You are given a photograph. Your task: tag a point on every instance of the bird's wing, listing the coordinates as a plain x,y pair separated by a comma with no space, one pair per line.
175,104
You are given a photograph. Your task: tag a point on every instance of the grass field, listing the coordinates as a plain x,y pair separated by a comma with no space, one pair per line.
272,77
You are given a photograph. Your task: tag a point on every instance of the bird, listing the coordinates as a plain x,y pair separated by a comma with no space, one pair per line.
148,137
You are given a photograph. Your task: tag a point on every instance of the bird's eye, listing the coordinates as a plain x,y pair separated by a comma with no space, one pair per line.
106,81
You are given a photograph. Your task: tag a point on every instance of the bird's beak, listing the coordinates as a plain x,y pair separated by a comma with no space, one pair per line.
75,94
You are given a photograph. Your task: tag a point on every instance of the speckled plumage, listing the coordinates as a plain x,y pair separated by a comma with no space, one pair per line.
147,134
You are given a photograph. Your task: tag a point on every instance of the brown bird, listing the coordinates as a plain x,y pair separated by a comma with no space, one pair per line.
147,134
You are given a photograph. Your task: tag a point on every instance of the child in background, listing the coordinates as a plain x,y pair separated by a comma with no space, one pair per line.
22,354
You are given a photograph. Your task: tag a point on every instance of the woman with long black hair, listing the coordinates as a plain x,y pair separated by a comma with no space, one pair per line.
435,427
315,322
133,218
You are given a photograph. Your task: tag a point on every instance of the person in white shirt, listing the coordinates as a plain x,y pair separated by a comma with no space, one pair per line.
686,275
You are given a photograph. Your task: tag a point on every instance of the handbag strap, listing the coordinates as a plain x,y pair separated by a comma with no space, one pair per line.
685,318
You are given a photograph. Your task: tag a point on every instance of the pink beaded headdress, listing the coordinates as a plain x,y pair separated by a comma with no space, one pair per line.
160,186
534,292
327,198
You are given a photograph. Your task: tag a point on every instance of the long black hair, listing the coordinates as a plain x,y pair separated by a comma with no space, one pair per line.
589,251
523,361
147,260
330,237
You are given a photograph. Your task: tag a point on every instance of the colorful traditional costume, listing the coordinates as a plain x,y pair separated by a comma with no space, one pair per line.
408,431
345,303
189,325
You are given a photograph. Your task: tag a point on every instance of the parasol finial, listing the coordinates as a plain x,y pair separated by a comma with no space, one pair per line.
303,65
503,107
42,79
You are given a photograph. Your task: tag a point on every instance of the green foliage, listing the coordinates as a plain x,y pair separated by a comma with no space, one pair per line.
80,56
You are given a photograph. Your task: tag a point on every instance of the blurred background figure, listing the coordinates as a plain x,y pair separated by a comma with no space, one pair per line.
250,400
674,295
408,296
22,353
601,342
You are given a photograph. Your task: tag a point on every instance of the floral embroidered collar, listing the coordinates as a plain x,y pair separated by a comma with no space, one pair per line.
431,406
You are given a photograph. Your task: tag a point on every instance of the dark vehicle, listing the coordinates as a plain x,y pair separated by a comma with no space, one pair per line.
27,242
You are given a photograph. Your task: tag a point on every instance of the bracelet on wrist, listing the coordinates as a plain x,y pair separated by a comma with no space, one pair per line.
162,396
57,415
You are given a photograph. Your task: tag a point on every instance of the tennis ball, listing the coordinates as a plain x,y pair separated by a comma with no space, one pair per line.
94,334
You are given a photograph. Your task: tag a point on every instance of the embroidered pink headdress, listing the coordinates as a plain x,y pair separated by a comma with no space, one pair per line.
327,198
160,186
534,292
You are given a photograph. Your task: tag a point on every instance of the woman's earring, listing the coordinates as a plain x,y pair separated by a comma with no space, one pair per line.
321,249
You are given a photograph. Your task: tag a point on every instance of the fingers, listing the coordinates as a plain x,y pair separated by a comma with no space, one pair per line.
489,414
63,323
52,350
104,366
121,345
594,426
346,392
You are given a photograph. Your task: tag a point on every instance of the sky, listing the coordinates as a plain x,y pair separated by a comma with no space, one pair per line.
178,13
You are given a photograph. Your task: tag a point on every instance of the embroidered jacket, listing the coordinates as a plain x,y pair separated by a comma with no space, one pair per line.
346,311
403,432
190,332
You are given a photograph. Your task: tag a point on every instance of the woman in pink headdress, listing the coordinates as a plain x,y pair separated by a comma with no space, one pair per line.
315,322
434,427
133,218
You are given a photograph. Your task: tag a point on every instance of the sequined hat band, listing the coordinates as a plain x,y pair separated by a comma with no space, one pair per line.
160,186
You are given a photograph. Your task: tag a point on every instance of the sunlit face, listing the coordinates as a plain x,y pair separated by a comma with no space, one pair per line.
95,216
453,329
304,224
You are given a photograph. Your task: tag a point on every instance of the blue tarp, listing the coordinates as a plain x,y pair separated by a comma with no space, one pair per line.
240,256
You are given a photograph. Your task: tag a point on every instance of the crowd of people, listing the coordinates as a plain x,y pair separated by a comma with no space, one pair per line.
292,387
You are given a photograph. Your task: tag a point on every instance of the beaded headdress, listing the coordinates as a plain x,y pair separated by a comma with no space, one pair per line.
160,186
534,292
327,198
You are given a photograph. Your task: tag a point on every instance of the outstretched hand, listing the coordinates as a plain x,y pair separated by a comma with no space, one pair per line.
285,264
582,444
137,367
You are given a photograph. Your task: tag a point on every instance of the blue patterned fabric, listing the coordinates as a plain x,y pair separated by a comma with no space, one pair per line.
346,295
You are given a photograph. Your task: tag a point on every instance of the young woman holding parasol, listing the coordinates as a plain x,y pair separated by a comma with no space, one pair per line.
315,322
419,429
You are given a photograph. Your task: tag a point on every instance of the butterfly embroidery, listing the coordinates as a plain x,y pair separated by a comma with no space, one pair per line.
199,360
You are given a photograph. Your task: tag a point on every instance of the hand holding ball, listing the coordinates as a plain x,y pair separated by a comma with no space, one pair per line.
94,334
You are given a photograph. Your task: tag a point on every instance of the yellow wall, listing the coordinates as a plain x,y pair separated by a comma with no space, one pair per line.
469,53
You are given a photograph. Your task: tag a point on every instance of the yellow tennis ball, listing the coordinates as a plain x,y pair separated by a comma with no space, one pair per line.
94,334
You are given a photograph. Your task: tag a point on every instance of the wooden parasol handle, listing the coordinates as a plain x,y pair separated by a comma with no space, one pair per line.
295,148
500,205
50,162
==
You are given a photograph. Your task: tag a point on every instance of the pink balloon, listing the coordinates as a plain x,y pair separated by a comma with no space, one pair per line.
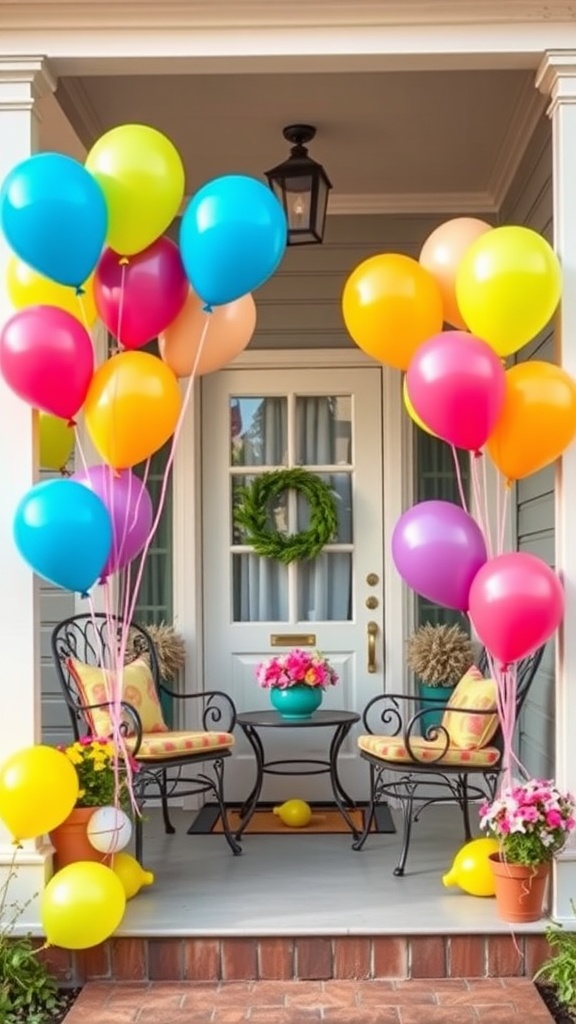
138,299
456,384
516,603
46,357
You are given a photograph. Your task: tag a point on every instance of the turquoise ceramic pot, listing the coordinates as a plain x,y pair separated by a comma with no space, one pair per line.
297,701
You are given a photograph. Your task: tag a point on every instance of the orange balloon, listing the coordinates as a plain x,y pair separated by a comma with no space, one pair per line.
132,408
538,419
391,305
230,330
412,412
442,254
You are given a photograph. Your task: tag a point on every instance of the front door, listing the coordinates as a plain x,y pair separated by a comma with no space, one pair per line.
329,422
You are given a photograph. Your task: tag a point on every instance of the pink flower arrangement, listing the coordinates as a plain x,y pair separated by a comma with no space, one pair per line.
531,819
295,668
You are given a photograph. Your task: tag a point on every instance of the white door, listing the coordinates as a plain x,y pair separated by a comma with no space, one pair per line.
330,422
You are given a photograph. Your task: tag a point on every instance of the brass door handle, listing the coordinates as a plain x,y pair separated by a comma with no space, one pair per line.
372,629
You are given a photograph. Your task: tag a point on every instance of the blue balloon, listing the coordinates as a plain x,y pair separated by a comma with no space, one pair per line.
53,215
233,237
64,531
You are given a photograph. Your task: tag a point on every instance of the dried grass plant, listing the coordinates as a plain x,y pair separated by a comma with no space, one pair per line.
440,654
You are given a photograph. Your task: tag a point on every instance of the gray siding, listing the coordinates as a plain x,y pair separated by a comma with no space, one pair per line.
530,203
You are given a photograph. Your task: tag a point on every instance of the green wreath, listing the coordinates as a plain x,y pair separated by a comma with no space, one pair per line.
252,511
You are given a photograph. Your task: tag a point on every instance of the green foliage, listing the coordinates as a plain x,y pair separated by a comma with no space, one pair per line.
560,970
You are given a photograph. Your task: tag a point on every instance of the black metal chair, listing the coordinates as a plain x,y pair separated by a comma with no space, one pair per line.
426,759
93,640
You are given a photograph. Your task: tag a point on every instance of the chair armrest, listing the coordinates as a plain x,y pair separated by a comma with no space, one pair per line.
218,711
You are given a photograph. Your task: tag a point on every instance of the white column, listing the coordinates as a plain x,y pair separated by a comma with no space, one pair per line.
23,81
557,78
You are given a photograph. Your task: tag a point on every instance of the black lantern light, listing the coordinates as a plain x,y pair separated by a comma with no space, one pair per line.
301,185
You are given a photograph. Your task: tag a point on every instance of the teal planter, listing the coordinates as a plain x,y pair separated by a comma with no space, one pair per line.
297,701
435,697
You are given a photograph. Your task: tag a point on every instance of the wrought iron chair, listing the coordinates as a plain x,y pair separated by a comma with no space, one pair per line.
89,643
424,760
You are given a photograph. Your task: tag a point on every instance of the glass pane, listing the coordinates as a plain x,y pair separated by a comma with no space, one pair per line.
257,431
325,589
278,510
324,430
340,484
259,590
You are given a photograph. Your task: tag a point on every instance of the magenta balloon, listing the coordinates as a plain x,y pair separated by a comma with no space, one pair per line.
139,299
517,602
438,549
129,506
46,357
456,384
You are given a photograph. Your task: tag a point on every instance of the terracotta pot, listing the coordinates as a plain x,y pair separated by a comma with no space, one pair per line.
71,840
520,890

TASK REQUIREMENTS.
Report every line in the records above that contains the word "tennis", copying each such line in full. Matching is case-sensitive.

RESPONSE FOR THIS EXERCISE.
You are given a photograph. Your task: tag a point on every instance of the tennis ball, listing the coordinates as a plain x,y pair separated by a comma with no space, one pair per line.
You are given a photograph. Your task: tag a point on every instance of the yellow tennis ball, listing the coordinates as a plain x,y pair separated by a comma with no space, one pair per line.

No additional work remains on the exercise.